• **QUOTED PASSAGE**:
You do not need to finish bootstrap ingestion before your agent goes live. Bootstrap and runtime ingestion can run simultaneously. The BOOTSTRAP priority queue ensures they do not compete for resources.

The batch API

The batch API accepts multiple documents in a single request, reducing HTTP overhead and enabling server-side optimizations for throughput.

Endpoint

POST /v1/memories/batch

Request body

{
  "documents": [
    {
      "document": "Full text content of the first document...",
      "document_type": "ai-chat-conversation",
      "document_id": "conv_2024_001",
      "document_created_at": "2024-03-15T10:30:00Z",
      "user_id": "user_123",
      "customer_id": "acme_corp",
      "mode": "long-range"
    },
    {
      "document": "Full text content of the second document...",
      "document_type": "document",
      "document_id": "doc_kb_042",
      "document_created_at": "2024-01-20T08:00:00Z",
      "customer_id": "acme_corp",
      "mode": "long-range"
    }
  ],
  "fail_fast": false
}

Key parameters

ParameterRequiredDescription
documentsYesArray of document objects to ingest (max 100 per request)

• **PROVIDED INFORMATION**:
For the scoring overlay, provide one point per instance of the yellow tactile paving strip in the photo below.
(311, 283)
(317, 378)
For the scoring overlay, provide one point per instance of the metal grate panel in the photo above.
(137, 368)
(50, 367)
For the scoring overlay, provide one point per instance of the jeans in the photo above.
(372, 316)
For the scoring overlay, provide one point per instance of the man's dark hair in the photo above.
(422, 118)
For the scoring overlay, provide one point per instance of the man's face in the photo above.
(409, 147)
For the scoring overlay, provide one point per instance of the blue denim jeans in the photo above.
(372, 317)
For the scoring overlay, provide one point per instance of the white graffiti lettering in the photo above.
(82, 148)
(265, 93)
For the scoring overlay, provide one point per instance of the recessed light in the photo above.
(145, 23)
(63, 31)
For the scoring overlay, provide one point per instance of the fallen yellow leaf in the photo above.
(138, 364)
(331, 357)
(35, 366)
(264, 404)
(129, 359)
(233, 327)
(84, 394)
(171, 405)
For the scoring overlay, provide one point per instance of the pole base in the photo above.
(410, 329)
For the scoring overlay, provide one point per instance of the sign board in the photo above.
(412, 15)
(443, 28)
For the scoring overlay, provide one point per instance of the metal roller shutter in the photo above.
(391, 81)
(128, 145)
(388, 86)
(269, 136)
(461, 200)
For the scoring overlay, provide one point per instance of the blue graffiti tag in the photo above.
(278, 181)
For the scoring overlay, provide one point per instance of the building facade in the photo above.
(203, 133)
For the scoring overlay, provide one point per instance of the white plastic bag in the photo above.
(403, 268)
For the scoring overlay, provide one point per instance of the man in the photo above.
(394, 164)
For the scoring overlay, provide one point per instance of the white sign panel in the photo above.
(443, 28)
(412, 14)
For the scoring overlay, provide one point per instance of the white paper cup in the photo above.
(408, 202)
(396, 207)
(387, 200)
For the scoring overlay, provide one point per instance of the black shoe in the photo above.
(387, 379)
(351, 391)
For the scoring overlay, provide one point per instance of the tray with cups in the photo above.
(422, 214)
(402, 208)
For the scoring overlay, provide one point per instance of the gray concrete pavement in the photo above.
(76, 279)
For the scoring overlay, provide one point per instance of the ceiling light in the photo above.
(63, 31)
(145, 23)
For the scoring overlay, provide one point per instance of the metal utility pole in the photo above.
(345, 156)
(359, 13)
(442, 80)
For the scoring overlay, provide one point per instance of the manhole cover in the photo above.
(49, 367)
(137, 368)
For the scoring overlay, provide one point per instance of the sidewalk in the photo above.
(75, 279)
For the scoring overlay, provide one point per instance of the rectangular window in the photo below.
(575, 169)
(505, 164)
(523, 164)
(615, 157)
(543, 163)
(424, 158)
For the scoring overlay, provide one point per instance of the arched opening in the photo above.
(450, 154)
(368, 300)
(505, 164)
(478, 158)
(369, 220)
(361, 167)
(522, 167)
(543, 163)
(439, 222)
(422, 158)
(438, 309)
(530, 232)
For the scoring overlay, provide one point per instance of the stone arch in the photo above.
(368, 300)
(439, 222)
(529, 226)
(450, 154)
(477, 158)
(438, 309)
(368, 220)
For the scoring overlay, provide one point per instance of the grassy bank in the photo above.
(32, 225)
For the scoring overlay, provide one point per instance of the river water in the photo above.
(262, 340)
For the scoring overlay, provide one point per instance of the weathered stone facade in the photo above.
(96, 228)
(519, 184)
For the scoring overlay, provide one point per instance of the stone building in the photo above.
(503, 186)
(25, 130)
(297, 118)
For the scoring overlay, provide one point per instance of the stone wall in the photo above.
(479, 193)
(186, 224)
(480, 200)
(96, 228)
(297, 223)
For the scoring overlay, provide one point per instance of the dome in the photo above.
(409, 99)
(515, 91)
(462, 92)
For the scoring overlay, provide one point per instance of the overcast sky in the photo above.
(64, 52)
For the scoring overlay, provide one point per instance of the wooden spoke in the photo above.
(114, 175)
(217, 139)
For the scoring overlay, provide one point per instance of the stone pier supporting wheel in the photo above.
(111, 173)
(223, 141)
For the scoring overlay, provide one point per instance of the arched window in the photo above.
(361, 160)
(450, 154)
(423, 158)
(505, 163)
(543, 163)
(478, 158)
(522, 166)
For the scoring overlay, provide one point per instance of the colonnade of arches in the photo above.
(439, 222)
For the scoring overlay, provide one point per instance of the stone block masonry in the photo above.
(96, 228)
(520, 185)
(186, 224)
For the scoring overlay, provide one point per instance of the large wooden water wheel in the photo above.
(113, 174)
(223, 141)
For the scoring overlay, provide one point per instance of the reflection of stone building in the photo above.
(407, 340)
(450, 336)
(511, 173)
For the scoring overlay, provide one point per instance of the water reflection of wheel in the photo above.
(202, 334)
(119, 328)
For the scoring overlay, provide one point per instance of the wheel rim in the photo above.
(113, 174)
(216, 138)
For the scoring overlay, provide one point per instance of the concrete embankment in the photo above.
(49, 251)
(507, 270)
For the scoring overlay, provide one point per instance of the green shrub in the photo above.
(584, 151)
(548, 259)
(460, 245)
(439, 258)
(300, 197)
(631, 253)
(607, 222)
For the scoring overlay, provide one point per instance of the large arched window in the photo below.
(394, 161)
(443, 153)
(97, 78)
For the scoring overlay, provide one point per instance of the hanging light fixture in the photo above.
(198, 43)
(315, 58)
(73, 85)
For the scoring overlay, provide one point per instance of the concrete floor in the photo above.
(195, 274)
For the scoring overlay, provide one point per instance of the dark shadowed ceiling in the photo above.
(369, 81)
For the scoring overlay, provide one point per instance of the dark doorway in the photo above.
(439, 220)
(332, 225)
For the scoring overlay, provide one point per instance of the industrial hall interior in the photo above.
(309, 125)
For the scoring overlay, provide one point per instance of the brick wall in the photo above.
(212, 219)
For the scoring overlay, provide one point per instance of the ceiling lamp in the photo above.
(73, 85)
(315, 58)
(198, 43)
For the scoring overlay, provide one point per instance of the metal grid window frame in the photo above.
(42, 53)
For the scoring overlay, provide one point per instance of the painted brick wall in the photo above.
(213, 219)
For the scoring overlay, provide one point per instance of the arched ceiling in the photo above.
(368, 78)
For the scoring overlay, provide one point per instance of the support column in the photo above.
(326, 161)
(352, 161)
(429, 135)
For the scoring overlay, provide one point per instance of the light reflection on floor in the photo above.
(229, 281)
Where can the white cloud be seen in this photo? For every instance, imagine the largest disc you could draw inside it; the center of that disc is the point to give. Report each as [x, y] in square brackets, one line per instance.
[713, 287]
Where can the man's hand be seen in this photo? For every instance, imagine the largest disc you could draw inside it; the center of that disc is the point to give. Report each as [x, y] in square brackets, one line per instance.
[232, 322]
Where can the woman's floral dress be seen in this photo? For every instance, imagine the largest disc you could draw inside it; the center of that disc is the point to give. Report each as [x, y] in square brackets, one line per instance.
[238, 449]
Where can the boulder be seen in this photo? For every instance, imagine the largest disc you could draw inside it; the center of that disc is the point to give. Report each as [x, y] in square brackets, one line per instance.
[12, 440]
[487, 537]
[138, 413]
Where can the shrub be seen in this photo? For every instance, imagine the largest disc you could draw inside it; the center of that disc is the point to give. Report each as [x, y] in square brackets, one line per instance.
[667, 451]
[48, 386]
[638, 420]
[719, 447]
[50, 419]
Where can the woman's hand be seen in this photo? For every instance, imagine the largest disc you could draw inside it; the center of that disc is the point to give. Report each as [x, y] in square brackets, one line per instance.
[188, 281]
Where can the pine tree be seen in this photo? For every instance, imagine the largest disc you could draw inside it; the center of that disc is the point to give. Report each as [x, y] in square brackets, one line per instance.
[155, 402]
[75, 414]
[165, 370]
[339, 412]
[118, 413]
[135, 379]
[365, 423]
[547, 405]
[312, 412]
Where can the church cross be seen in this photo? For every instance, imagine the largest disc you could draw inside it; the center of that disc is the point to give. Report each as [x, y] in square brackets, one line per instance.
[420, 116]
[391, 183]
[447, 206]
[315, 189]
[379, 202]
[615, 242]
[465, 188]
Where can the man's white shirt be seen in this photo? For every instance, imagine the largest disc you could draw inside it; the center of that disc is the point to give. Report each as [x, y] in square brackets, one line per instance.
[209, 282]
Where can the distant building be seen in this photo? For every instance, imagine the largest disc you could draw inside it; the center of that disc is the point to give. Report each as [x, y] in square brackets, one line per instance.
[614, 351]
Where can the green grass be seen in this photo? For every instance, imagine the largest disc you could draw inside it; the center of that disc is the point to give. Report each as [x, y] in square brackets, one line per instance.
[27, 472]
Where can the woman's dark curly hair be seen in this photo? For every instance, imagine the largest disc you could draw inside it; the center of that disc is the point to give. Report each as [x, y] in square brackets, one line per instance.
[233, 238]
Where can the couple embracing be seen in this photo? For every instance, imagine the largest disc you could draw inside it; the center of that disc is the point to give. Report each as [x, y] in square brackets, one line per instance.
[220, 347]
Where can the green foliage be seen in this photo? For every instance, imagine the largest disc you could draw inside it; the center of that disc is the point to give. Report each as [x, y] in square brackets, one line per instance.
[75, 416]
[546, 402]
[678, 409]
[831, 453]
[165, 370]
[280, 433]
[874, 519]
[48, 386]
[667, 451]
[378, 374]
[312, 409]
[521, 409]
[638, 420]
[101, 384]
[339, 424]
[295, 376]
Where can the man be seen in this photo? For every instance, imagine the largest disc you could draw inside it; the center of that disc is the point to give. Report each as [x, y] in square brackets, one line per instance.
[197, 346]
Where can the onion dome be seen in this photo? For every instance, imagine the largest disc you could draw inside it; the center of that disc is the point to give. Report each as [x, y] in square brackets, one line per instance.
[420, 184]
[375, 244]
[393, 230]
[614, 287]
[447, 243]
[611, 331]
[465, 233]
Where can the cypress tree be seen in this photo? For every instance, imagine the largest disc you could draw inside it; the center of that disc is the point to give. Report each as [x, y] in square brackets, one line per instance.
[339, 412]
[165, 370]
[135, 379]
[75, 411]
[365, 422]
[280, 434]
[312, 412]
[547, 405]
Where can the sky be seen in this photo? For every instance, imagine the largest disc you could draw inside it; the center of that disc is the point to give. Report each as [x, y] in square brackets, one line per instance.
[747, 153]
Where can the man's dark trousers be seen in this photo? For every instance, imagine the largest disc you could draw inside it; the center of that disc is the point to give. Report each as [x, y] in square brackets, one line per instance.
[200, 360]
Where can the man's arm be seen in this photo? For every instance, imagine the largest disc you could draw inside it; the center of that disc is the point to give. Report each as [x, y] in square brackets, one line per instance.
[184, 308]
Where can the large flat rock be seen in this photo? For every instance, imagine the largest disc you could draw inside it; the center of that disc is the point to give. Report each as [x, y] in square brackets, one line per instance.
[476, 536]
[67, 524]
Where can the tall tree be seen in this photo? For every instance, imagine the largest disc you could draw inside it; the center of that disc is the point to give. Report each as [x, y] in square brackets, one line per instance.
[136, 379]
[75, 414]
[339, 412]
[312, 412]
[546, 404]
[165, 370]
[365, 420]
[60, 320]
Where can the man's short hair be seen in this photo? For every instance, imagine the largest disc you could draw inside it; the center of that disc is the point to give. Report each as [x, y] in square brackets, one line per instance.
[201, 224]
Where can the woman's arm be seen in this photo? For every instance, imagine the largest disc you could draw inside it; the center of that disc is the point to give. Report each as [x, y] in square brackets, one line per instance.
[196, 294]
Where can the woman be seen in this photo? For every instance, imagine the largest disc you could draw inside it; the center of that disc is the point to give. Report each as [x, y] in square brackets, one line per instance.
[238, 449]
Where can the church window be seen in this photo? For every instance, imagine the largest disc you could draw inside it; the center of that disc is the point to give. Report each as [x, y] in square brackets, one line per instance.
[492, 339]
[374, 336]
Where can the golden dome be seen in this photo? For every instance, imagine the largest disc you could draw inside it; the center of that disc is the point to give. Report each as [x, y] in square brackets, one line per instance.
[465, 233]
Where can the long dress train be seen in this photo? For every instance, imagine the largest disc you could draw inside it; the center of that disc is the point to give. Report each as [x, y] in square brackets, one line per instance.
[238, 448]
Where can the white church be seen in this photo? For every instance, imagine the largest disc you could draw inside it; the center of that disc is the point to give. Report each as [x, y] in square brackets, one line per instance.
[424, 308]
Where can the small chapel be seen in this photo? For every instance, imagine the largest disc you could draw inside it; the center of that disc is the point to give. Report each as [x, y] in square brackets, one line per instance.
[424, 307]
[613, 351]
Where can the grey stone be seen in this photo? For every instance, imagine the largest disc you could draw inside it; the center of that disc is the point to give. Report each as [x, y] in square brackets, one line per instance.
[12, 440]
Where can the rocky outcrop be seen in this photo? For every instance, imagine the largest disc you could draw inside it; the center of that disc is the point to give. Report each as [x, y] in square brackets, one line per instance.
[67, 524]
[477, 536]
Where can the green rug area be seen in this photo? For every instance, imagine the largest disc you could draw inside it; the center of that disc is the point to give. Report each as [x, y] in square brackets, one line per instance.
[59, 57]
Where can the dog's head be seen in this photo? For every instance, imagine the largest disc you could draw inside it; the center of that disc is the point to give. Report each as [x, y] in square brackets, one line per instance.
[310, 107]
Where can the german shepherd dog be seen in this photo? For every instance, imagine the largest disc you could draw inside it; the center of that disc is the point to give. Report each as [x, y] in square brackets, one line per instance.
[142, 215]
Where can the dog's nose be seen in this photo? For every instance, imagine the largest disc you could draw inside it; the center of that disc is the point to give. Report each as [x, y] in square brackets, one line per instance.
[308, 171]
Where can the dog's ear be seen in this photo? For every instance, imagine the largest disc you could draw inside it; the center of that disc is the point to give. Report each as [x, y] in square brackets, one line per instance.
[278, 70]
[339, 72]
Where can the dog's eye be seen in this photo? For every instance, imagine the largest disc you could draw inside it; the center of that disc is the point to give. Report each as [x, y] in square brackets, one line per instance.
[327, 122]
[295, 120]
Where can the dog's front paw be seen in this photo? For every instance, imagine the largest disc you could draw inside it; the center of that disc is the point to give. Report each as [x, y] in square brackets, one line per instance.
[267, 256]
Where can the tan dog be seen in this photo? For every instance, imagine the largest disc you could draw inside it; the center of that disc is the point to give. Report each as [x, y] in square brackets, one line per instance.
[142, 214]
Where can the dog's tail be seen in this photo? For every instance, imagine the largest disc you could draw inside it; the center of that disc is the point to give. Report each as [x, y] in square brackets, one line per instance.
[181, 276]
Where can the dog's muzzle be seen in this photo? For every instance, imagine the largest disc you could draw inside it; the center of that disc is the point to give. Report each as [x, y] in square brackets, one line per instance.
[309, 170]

• **PROBLEMS AND TASKS**:
a. In the batch API documentation, list every field name in the document object whose "document_id" is "doc_kb_042".
b. Retype everything in the batch API documentation from "You do not need" down to "optimizations for throughput.".

• **RESPONSES**:
a.
document
document_type
document_id
document_created_at
customer_id
mode

b.
You do not need to finish bootstrap ingestion before your agent goes live. Bootstrap and runtime ingestion can run simultaneously. The BOOTSTRAP priority queue ensures they do not compete for resources.

The batch API

The batch API accepts multiple documents in a single request, reducing HTTP overhead and enabling server-side optimizations for throughput.